Data for processing:
****************************************

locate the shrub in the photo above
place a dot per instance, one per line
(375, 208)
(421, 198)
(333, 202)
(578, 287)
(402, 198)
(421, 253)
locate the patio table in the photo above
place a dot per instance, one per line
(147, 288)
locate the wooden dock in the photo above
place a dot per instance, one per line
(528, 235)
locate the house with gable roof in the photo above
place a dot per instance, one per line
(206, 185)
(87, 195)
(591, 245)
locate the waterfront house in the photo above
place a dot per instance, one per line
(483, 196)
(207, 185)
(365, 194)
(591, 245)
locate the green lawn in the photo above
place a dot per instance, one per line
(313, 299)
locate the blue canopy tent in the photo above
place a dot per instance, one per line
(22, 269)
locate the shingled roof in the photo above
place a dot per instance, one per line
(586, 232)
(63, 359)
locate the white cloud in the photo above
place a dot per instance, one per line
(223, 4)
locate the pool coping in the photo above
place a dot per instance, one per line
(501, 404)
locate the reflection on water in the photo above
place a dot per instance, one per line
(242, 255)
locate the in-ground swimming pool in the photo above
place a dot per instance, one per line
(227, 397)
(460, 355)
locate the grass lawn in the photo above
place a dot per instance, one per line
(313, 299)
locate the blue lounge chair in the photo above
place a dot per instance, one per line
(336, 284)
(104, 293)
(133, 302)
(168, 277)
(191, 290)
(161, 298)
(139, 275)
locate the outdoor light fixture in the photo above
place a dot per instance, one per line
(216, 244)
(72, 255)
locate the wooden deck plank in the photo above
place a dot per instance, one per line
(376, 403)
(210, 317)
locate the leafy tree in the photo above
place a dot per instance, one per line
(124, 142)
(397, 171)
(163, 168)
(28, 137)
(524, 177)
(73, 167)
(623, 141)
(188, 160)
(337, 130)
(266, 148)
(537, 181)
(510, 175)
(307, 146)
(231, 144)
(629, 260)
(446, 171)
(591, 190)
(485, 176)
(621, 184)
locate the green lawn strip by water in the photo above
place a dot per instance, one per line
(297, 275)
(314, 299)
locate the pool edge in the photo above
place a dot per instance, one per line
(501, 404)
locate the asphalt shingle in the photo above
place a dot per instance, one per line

****************************************

Try it:
Nothing beyond a number is expected: count the lines of the material that hold the string "green".

Completed exercise:
2